Read the data and repeat all of it exactly.
[Start MATERIAL FOR THE TASK]
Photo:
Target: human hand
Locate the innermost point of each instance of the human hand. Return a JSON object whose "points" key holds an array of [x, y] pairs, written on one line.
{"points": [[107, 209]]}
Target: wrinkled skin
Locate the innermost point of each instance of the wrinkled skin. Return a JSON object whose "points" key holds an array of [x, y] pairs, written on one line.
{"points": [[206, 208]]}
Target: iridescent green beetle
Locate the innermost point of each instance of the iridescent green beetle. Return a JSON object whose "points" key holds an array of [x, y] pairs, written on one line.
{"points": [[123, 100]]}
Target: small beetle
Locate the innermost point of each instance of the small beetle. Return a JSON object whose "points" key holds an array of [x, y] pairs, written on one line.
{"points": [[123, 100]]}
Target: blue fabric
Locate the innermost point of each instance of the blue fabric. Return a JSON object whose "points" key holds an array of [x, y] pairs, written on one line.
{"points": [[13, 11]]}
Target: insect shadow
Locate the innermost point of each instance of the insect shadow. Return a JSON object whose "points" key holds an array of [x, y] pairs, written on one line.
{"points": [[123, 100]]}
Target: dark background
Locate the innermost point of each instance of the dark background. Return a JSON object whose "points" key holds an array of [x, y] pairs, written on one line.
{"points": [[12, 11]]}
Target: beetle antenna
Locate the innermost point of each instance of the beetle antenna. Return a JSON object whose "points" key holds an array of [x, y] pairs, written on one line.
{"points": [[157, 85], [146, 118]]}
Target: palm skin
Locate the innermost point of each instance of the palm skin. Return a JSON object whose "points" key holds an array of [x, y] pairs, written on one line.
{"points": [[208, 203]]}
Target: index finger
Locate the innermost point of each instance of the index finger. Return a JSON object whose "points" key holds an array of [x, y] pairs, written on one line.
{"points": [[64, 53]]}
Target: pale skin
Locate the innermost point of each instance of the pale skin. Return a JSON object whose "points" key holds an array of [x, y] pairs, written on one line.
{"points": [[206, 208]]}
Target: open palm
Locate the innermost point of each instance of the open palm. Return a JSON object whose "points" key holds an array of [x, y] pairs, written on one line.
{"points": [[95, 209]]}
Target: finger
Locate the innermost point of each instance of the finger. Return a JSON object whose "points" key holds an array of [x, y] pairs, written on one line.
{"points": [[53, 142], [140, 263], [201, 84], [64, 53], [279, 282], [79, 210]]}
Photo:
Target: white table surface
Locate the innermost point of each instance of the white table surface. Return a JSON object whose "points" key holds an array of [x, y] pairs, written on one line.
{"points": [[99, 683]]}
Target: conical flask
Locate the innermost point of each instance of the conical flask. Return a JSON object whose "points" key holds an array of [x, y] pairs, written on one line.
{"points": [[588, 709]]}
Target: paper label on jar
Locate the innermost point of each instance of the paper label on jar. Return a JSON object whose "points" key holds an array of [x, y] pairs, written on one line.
[End MATERIAL FOR THE TASK]
**CORRECT ANSWER:**
Photo:
Target: human hand
Locate the innermost point of each instance of the human hand. Return a JSON object whose "points" key holds an array of [x, y] pairs, written on one line.
{"points": [[107, 209]]}
Target: wrinkled skin
Locate the innermost point of each instance of the wrinkled skin. Return a JSON object whose "points" key holds an array of [x, y] pairs, written on one line.
{"points": [[206, 208]]}
Target: iridescent green beetle
Locate the innermost point of each instance of the iridescent green beetle. Return a JSON object whose "points" key holds an array of [x, y] pairs, written on one line.
{"points": [[123, 100]]}
Target: small beetle
Locate the innermost point of each instance of the small beetle. Return a JSON object whose "points" key holds an array of [x, y] pairs, written on one line.
{"points": [[123, 100]]}
Target: blue fabric
Locate the innermost point of each instance of the blue fabric. Return a JSON object whose "points" key holds an array of [x, y] pairs, written on one line.
{"points": [[13, 11]]}
Target: insect shadow
Locate the innermost point of each instance of the insect shadow. Return a JSON object whose "points" key holds an array of [x, y] pairs, written on one line.
{"points": [[123, 100]]}
Target: dark background
Locate the innermost point of each instance of the dark background. Return a JSON object whose "points" key holds an array of [x, y] pairs, written on one line.
{"points": [[12, 11]]}
Target: beetle antenna
Locate the innermost point of each instance of the beetle antenna. Return a JSON object whose "points" key holds an array of [x, y] pairs, written on one line.
{"points": [[157, 85], [146, 118]]}
Target: palm skin
Locate the innermost point of each instance of the palm skin. Return a JSON object whose "points" key holds an array of [x, y] pairs, written on one line.
{"points": [[208, 203]]}
Target: index finger
Locate the innermost point of each instance of the index finger. Return a JSON object whose "points" key holds an array of [x, y] pairs, written on one line.
{"points": [[64, 53]]}
Target: pale skin
Locate the innermost point of each instance of the pale skin. Return a JSON object whose "points" key holds an array of [x, y] pairs, written on one line.
{"points": [[206, 208]]}
Target: open palm
Locate the innermost point of each instance of the open palm. Return a JSON object whose "points" key holds an array of [x, y] pairs, written on one line.
{"points": [[95, 209]]}
Target: finger
Locate the innermost point of each instance of the finger. Return a JSON object whose "points" key holds an array of [x, y] pairs, written on one line.
{"points": [[53, 142], [140, 263], [201, 84], [64, 53], [279, 282], [79, 210]]}
Photo:
Target: white table surface
Locate the innermost point of each instance of the white table surface. Return a JSON object whose "points" key holds an array of [x, y] pairs, written on one line.
{"points": [[99, 683]]}
Target: conical flask
Locate the innermost point of each instance of the conical flask. Return a JSON object whose "points" key holds an array of [x, y] pairs, written on one line.
{"points": [[588, 709]]}
Target: paper label on jar
Locate the innermost point of each instance of the paper label on jar. Return a JSON object whose "points" key holds an array of [x, y] pairs, written on one line.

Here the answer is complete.